## Exercise prompt
Replace "chrome shower head" with "metal shower head" wherever it occurs and write out all of these lines again with nothing else changed. Leave the picture out of your answer.

## Stored records
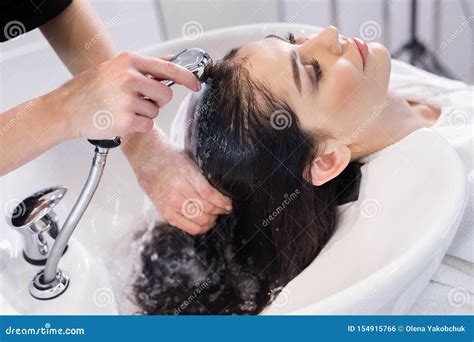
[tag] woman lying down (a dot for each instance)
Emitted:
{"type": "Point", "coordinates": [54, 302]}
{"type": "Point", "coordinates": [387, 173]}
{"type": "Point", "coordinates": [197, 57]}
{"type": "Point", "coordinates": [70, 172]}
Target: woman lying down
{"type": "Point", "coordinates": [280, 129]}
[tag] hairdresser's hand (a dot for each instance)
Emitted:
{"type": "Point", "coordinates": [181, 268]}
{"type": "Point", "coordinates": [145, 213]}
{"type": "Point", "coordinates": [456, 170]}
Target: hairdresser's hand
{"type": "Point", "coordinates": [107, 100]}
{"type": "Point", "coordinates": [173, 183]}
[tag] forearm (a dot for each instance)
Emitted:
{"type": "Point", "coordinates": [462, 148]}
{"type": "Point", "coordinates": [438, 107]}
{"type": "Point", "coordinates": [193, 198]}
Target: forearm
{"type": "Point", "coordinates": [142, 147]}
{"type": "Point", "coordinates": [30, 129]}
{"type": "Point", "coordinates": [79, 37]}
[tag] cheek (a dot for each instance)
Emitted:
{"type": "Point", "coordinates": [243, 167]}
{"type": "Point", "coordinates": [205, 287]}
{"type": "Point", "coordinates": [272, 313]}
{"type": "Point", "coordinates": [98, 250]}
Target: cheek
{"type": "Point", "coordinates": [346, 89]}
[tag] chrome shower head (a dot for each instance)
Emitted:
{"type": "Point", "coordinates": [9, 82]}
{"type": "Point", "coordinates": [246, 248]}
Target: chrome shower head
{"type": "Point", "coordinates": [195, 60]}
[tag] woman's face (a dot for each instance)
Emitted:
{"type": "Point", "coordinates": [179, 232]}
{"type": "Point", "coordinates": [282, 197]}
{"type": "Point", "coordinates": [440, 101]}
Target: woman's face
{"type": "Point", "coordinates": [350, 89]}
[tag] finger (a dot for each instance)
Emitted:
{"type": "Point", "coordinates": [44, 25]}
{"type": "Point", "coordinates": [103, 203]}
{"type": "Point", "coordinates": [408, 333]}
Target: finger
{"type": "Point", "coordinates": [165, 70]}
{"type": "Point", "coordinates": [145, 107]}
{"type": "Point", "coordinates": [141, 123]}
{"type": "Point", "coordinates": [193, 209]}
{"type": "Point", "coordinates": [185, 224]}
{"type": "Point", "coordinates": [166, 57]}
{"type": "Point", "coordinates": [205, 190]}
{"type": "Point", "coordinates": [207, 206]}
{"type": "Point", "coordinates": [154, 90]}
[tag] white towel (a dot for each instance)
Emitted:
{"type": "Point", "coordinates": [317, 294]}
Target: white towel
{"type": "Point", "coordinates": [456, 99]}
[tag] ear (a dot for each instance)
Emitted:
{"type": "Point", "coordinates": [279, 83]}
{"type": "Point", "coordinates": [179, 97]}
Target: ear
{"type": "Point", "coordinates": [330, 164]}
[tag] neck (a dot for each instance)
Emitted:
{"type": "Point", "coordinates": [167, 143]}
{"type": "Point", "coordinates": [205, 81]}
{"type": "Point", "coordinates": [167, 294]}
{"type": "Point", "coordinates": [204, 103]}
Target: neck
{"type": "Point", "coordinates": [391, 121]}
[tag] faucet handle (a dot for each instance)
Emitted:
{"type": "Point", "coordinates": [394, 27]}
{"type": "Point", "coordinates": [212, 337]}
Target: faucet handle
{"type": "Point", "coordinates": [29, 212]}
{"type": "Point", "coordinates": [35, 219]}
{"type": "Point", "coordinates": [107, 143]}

## Exercise result
[tag] woman lying down (a dot for each instance)
Emitted:
{"type": "Point", "coordinates": [54, 302]}
{"type": "Point", "coordinates": [387, 173]}
{"type": "Point", "coordinates": [197, 57]}
{"type": "Point", "coordinates": [70, 172]}
Target: woman lying down
{"type": "Point", "coordinates": [280, 129]}
[tag] hairdresser's hand (a dot for each instance)
Emitted:
{"type": "Point", "coordinates": [181, 268]}
{"type": "Point", "coordinates": [145, 213]}
{"type": "Point", "coordinates": [456, 170]}
Target: hairdresser's hand
{"type": "Point", "coordinates": [107, 100]}
{"type": "Point", "coordinates": [173, 183]}
[tag] forearm (a dot for each instance)
Emitted:
{"type": "Point", "coordinates": [462, 148]}
{"type": "Point", "coordinates": [438, 107]}
{"type": "Point", "coordinates": [193, 198]}
Target: forearm
{"type": "Point", "coordinates": [142, 147]}
{"type": "Point", "coordinates": [30, 129]}
{"type": "Point", "coordinates": [79, 37]}
[tag] cheek (a dot for each instance)
Emitted:
{"type": "Point", "coordinates": [243, 167]}
{"type": "Point", "coordinates": [205, 287]}
{"type": "Point", "coordinates": [272, 313]}
{"type": "Point", "coordinates": [98, 250]}
Target: cheek
{"type": "Point", "coordinates": [346, 89]}
[tag] metal shower head (a dot for each instance)
Emitted:
{"type": "Point", "coordinates": [9, 82]}
{"type": "Point", "coordinates": [246, 248]}
Target: metal shower head
{"type": "Point", "coordinates": [195, 60]}
[tag] woman's face (a dot for each instance)
Emitted:
{"type": "Point", "coordinates": [179, 232]}
{"type": "Point", "coordinates": [282, 197]}
{"type": "Point", "coordinates": [440, 101]}
Target: woman's face
{"type": "Point", "coordinates": [350, 89]}
[tag] finger (a dot for each instance)
Emitted:
{"type": "Point", "coordinates": [44, 25]}
{"type": "Point", "coordinates": [103, 203]}
{"type": "Point", "coordinates": [408, 333]}
Target: finger
{"type": "Point", "coordinates": [165, 70]}
{"type": "Point", "coordinates": [145, 107]}
{"type": "Point", "coordinates": [141, 123]}
{"type": "Point", "coordinates": [193, 209]}
{"type": "Point", "coordinates": [185, 224]}
{"type": "Point", "coordinates": [166, 57]}
{"type": "Point", "coordinates": [205, 190]}
{"type": "Point", "coordinates": [207, 206]}
{"type": "Point", "coordinates": [154, 90]}
[tag] white towel (a dot for each instance)
Emitted:
{"type": "Point", "coordinates": [317, 294]}
Target: white towel
{"type": "Point", "coordinates": [456, 99]}
[tag] ear (a dot for each instance)
Emitted:
{"type": "Point", "coordinates": [279, 83]}
{"type": "Point", "coordinates": [179, 97]}
Target: ear
{"type": "Point", "coordinates": [330, 164]}
[tag] neck (a dot for each instance)
Emitted:
{"type": "Point", "coordinates": [167, 143]}
{"type": "Point", "coordinates": [205, 81]}
{"type": "Point", "coordinates": [167, 294]}
{"type": "Point", "coordinates": [204, 103]}
Target: neck
{"type": "Point", "coordinates": [391, 121]}
[tag] faucet handle (a dot for each instance)
Emitted:
{"type": "Point", "coordinates": [394, 27]}
{"type": "Point", "coordinates": [212, 337]}
Target: faucet handle
{"type": "Point", "coordinates": [29, 212]}
{"type": "Point", "coordinates": [35, 219]}
{"type": "Point", "coordinates": [107, 143]}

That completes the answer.